* _Consigne A_:
Répondez aux questions suivantes à partir du jugement :
(i) Quels lieu et date figurent en tête du jugement ?
(ii) Depuis quand M. Razzak est-il recherché par les autorités de la RDC, selon la demanderesse ?
(iii) Quels pays signataires de la Convention la demanderesse a-t-elle traversés sans demander l'asile ?
* _Consigne B_: Relevez toutes les personnes que le jugement désigne par leur nom.

* _Extrait_:
Dossier : IMM-513-06

Référence : 2006 CF 1153

Ottawa (Ontario), le 28 septembre 2006

En présence de Madame le juge Tremblay-Lamer 

 

ENTRE :

GLORIA MONGOZA NAKATELITE

demanderesse

et

 

LE MINISTRE DE LA CITOYENNETÉ

ET DE L'IMMIGRATION

défendeur

 

MOTIFS DU JUGEMENT ET JUGEMENT

 

[1]               Il s’agit d’une demande d’autorisation à l’encontre d’une décision de la section de la protection des réfugiés de la Commission de l’immigration et du statut de réfugié (le tribunal), selon laquelle la demanderesse, citoyenne de la République démocratique du Congo (la RDC), n’est pas crédible. Le tribunal a donc conclu que la demanderesse n’avait pas la qualité de « réfugiée » conformément à l’article 96 de la Loi sur l’immigration et la protection des réfugiés, L.C. 2001, ch. 27 (la Loi), ni celle de « personne à protéger » aux termes de l’article 97 de la Loi.

 

[2]               La demanderesse allègue être recherchée par des militaires dans le cadre des enquêtes sur l’assassinat du président congolais Laurent-Désiré Kabila. Plus précisément, la demanderesse allègue que son oncle, M. Razzak, est recherché par les autorités de la RDC depuis janvier 2001 puisqu’il est soupçonné d’avoir des liens de complicité avec l’assassinat du président Kabila.

 

[3]               La demanderesse prétend avoir ainsi quitté la RDC à la suite de l’arrestation, en juillet 2003, de son frère accusé également d’avoir hébergé des rebelles et d’avoir des liens de complicité avec l’assassinat du président Kabila en raison de son lien familial avec M. Razzak.

 

[4]               Après avoir évalué l’ensemble de la preuve soumise, le tribunal n’a pas cru à la crainte de persécution alléguée par la demanderesse pour trois raisons principales. Premièrement, le comportement de la demanderesse était incompatible avec la crainte alléguée en ce qu’elle est passée dans deux pays signataires de la Convention, à savoir la Côte d’Ivoire et le Maroc, sans demander l’asile. Deuxièmement, M. Razzak ne se retrouve pas sur la liste des personnes condamnées alors que tous les présumés assassins du président Kabila, incluant même ceux qui étaient absents, ont été condamnés en janvier 2003. De plus, le tribunal a trouvé invraisemblable que les autorités congolaises lui auraient livré un passeport alors qu’elle prétend être recherchée par ces dernières.

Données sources
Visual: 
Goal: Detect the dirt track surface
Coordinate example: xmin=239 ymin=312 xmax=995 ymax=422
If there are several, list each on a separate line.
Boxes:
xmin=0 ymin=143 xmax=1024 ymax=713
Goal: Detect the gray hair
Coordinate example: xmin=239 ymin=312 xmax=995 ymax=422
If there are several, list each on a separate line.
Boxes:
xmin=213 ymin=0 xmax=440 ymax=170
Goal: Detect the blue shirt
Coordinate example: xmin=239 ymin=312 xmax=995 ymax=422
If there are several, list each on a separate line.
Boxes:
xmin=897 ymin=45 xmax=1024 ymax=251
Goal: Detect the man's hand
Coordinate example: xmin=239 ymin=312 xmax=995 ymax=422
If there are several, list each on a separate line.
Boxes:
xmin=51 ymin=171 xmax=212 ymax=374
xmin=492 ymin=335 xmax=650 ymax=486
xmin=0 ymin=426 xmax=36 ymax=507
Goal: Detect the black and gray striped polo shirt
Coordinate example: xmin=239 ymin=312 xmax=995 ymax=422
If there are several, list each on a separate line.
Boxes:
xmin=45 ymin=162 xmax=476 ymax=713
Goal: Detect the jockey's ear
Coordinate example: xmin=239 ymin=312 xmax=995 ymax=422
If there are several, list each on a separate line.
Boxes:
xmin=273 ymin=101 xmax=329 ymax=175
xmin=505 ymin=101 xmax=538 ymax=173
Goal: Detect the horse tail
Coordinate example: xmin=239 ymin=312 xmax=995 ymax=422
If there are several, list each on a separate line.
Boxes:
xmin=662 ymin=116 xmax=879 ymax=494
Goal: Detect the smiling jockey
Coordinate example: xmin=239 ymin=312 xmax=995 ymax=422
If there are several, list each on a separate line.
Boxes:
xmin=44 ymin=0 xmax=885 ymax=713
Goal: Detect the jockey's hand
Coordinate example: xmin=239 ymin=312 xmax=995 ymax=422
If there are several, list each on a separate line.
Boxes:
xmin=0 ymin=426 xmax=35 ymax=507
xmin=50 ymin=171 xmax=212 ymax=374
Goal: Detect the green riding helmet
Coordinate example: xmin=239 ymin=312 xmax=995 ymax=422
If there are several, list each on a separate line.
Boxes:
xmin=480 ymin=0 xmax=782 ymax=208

* _Réponse complète A_:
(i) Ottawa (Ontario), le 28 septembre 2006.
(ii) Depuis janvier 2001.
(iii) La Côte d'Ivoire et le Maroc.

* _Réponse complète B_:
- Madame le juge Tremblay-Lamer
- Gloria Mongoza Nakatelite
- Laurent-Désiré Kabila
- M. Razzak